_Set tasks_.
[A] These questions are about the passage below on why Satan is called "the prince of the power of the air." Answer each one briefly.
(i) What principle of interpretation does the passage propose?
(ii) In which verse is Satan called "the prince of the power of the air"?
(iii) According to the passage, what exists between the preacher's mouth and your ear?
[B] Write the next paragraph of the passage below on Satan as "the prince of the power of the air," starting after its last sentence.

Well, first, let me suggest a principle of interpretation that I think is really important, especially for a certain mindset that is constantly fascinated with marginal, uncertain things in the Bible instead of being thrilled with central, sure, glorious things in the Bible. The principle is this: don’t let speculations about what you don’t know control or dominate the things that are clear in the Bible that you do know. That’s the principle. We know many clear, true things about Satan and his work in the world that are stated plainly in the Bible, and it would not be wise to start speculating about what we are unsure of — namely, the meaning of air in “the prince of the power of the air” — in a way that would contradict or dominate those clear, true things.
“Don’t let speculations about what you don’t know control or dominate the things that are clear in the Bible.”
Scholars and commentators, including me, are not generally confident or certain about why Satan is called “the prince of the power of the air” in Ephesians 2:2. There are pointers — I won’t stop here; I have something to say; we’re not left in the dark about what this probably signifies — but it would be unwise to put too much emphasis on what I’m about to say, because even though it’s important (it’s in the Bible), it’s not nearly as important as other clear things, I think, even in these verses and elsewhere in the New Testament. So, that’s the first thing, a principle.
Clearing the Air
The second thing we need to do, just by way of preparation, is to clear away some confusion. To say that Satan is “the prince of the power of the air” does not mean we should stop living and breathing and speaking and looking through the air. Air is what exists between the page of the Bible and your eye. Air is what exists between the preacher’s mouth and your ear. To say that we shouldn’t broadcast the truth through airwaves would also mean you shouldn’t preach into the air or look at the Bible through the air. That’s nonsense.
There’s a battle to be fought with the prince of the air, but you don’t fight it by stopping hearing through the air or seeing through the air or moving through the air. Okay, let’s just get that out of the way. To claim that you shouldn’t do radio or Wi-Fi or something like that is to over-prove what you’re trying to do, because it’s going to cancel out all preaching and all Bible reading, which happen through the air.

_Rows_.

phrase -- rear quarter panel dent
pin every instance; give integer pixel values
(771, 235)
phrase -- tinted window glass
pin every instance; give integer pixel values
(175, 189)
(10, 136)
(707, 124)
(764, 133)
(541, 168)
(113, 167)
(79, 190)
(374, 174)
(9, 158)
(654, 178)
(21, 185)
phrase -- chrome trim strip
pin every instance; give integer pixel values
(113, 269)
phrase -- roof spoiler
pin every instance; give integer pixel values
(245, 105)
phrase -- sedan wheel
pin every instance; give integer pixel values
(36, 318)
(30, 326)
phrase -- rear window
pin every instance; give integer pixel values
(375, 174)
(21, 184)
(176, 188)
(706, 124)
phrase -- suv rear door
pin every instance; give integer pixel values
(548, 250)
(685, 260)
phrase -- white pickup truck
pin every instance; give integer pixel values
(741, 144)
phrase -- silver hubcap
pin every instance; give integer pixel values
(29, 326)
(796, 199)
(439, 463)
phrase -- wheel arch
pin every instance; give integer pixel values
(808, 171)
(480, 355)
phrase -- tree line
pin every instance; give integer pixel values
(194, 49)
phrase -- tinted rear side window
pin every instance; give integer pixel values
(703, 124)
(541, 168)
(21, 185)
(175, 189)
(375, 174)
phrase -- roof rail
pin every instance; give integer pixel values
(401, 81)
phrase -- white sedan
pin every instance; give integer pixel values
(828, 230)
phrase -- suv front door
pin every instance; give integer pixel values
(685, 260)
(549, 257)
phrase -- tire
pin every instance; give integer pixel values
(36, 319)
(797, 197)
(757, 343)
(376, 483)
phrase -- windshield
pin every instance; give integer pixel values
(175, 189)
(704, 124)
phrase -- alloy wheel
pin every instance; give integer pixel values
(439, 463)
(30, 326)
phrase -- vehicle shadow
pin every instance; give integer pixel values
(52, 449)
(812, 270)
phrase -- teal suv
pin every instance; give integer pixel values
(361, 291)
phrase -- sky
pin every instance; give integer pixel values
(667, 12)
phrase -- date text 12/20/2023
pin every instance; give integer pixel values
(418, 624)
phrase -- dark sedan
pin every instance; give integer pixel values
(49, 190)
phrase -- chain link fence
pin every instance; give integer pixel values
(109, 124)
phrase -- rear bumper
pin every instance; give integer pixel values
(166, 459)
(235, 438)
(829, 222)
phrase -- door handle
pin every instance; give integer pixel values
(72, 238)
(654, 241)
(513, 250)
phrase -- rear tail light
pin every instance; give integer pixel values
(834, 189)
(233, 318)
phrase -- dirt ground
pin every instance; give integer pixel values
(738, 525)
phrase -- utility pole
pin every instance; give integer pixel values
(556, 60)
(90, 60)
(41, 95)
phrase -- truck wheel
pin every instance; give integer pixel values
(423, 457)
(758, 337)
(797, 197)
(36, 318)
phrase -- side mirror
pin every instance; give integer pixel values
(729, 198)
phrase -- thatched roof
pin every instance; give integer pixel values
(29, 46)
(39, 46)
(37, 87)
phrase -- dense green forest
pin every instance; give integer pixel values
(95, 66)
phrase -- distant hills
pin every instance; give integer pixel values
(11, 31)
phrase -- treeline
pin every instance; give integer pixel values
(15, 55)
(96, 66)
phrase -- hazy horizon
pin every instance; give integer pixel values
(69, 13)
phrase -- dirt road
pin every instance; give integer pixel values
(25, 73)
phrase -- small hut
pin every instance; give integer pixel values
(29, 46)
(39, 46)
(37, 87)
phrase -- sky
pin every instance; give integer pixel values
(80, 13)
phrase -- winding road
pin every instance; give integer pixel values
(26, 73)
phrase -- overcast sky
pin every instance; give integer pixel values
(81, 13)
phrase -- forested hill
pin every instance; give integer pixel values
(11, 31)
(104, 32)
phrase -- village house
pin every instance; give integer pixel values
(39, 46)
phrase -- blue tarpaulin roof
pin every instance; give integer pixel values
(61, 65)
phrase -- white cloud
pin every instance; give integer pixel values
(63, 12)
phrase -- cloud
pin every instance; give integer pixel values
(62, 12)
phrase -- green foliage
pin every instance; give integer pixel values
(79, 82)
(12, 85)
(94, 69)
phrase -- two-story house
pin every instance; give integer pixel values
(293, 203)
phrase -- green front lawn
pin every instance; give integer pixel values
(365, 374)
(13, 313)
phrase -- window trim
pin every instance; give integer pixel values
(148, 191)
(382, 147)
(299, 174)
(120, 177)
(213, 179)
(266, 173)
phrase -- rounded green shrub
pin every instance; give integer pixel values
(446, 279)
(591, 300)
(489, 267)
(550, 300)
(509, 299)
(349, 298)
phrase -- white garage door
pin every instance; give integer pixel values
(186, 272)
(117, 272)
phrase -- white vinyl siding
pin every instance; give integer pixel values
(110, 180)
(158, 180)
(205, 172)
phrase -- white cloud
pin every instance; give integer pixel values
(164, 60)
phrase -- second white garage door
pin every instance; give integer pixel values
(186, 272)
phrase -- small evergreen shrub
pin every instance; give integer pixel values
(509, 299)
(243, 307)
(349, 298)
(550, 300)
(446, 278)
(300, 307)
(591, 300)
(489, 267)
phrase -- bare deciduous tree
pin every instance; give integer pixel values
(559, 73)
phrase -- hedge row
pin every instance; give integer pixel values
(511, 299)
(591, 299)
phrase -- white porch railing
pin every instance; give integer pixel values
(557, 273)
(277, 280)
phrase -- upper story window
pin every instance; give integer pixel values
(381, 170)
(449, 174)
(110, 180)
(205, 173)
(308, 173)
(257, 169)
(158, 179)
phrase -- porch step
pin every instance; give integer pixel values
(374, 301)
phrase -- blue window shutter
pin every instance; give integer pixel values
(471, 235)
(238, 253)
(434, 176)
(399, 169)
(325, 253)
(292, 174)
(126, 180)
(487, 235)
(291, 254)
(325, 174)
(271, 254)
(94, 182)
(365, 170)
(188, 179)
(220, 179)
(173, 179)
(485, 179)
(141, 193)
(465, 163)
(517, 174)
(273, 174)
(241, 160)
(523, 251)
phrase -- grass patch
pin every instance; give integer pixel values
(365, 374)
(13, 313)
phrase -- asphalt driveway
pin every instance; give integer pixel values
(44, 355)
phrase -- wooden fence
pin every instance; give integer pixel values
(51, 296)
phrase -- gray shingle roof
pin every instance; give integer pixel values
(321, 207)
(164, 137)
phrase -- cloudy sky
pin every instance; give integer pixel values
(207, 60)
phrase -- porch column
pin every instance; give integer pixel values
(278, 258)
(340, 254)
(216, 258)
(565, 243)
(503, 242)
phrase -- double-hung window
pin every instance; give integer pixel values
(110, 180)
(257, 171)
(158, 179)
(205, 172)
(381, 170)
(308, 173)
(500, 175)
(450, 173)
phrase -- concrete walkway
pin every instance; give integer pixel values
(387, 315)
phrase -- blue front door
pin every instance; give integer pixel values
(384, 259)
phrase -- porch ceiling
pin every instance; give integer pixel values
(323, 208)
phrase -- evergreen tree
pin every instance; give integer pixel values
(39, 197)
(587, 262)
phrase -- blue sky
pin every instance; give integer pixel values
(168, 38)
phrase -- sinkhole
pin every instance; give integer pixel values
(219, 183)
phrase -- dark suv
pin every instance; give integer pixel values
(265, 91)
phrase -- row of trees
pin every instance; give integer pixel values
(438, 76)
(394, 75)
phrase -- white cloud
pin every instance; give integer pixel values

_Answers to the exercise_.
[A]
(i) Don't let speculations about what you don't know control or dominate the things that are clear in the Bible that you do know.
(ii) Ephesians 2:2.
(iii) Air.

[B]
And we can add this: the fact that Satan has some measure of authority in the air does not imply that he’s omnipresent or omniscient. We are not told in the Bible the extent of Satan’s knowledge or how a non-spatial reality like a spirit — which he’s called in this very verse, “the spirit” that is dominating “the sons of disobedience” — with no up, down, or sideways reality, positions himself in the world. But he’s not God. He does not share God’s omniscience and omnipresence, but we do know that he has many unclean spirits, demons, at his disposal, and they are deployed all over the world in the air. The air is where his flaming arrows fly, according to Ephesians 6:16.
Evaluting the Enemy
Here’s what Paul said; let’s get the text in front of us:
You were dead in the trespasses and sins in which you once walked, following the [age, sometimes translated “the course”] of this world, following the prince of the power of the air, the spirit that is now at work in the sons of disobedience. (Ephesians 2:1–2)
So, here are some pointers that collectively bring some clarity, I think, to this term “prince of the power of the air.”
1. Air Above Us
First, the air is simply what Paul and people in his time called the space above the earth, and they had no scientific awareness of how high the air went. As far as they knew, it just went on and on, so human life takes place in the lower part of this air where it meets the earth. That’s where we live. That’s point number one. It’s just a general statement about the sphere of our life.
2. Layers of Air
Second, in Matthew 6:26, Jesus says, “[Consider] the birds of the air.” Now, the reason that’s significant is because the word translated air is heaven. It’s translated heaven almost everywhere. The term heaven in the New Testament was very broad in its usage, referring to layers that are above the earth, sometimes called the sky. Nehemiah 9:6 refers to “heaven [and] the heaven of heavens,” where the stars are. And Psalm 148:4 refers to the “highest heavens.” In 2 Corinthians 12:2, Paul refers to “the third heaven.”
“We have the victory over this one with whom we are contending in the air.”
Since Jesus uses the word heaven interchangeably with air, where the birds fly, we can think of various layers of air or heaven. There are these heavens. In fact, the word heaven is regularly used in the plural, I think probably because it’s thought of in terms of these various layers. This is probably why Paul refers so often, like in chapter 6, to heavens where the battle with Satan happens, he says (Ephesians 6:12). So, that’s number two.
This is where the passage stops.